-------- DATA ENTRIES

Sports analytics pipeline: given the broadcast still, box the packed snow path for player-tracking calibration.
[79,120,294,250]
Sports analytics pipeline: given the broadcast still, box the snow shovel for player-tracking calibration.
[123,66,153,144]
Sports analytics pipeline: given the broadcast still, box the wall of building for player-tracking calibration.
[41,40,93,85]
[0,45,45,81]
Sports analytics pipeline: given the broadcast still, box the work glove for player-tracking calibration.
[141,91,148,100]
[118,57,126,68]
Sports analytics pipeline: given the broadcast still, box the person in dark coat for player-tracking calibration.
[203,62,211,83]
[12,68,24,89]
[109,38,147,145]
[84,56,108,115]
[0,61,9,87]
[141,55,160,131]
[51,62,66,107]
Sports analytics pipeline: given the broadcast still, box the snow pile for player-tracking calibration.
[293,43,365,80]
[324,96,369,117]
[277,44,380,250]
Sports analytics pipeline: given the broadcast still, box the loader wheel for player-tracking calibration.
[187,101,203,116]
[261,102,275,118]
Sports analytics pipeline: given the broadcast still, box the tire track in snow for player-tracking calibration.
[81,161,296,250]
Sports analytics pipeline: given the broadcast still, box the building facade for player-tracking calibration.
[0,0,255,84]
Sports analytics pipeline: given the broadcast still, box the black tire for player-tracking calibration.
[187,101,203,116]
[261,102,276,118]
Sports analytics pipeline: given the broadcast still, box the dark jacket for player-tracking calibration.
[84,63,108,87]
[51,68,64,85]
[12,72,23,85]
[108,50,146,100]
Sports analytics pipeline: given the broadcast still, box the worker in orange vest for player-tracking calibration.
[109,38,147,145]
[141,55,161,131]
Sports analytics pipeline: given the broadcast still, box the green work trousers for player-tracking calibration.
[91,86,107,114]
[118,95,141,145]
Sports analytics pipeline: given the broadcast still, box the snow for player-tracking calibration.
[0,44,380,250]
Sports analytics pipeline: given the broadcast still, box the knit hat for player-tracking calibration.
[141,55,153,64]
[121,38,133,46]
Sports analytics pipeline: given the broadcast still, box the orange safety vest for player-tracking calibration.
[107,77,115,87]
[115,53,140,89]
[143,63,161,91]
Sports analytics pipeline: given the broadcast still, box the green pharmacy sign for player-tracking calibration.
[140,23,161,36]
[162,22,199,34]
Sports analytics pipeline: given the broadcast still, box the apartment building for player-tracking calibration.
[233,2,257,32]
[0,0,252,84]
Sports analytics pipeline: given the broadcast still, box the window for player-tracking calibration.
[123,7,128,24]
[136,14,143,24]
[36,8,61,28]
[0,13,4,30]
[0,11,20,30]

----------------

● **TASK OBJECTIVE**:
Please copy every item above word for word, with nothing left out.

● **FULL OUTPUT**:
Sports analytics pipeline: given the broadcast still, box the packed snow path for player-tracking calibration.
[79,120,294,250]
Sports analytics pipeline: given the broadcast still, box the snow shovel for player-tracking calibration.
[123,66,153,144]
Sports analytics pipeline: given the broadcast still, box the wall of building for player-tracking calibration.
[41,40,93,85]
[0,45,45,81]
Sports analytics pipeline: given the broadcast still, box the work glove for player-tracking calibration.
[141,91,148,100]
[118,57,126,68]
Sports analytics pipeline: given the broadcast still, box the person in dark coat for player-tracking calibration.
[203,62,211,83]
[12,68,24,89]
[109,38,147,145]
[84,56,108,115]
[0,61,9,87]
[141,55,160,131]
[51,62,66,107]
Sports analytics pipeline: given the broadcast still, box the snow pile for player-tracking calibration.
[293,43,365,80]
[324,96,369,117]
[277,44,380,250]
Sports analytics pipeline: given the broadcast still, box the loader wheel for player-tracking calibration.
[187,101,203,116]
[261,102,275,118]
Sports analytics pipeline: given the broadcast still, box the tire track in snow for player-tracking calibration.
[81,161,296,250]
Sports analytics pipeline: given the broadcast still, box the building facade for player-tracking calibration.
[0,0,255,84]
Sports analytics pipeline: given the broadcast still, box the black tire for player-tracking calibration.
[187,101,203,116]
[261,102,276,118]
Sports analytics pipeline: given the broadcast still, box the dark jacket for player-tracking calibration.
[84,63,108,87]
[51,68,64,85]
[12,72,23,85]
[108,50,146,100]
Sports analytics pipeline: given the broadcast still, box the worker in orange vest for player-tracking calibration.
[109,38,147,145]
[141,55,161,131]
Sports analytics pipeline: given the broadcast still, box the green work trousers for player-tracking calibration.
[91,86,107,114]
[118,95,141,145]
Sports analytics pipeline: given the broadcast still, box the snow for player-tracking calibration.
[0,44,380,250]
Sports analytics pipeline: given the broadcast still, box the knit hat for player-tracking calibration.
[141,55,153,64]
[121,38,133,46]
Sports analytics pipeline: given the broadcast still, box the orange safety vest for player-tracking calibration.
[107,77,115,87]
[115,53,140,89]
[143,63,161,91]
Sports analytics pipeline: given the broadcast still, box the green pharmacy sign for player-tracking calibration.
[140,23,161,36]
[162,22,199,34]
Sports analytics pipeline: given the broadcast still, box the apartment building for player-tracking calibration.
[233,2,257,32]
[0,0,252,84]
Sports analytics pipeline: given the broadcast still, box the window for player-tracking calibration.
[123,7,128,24]
[136,14,143,24]
[36,8,61,28]
[0,13,4,30]
[0,11,20,30]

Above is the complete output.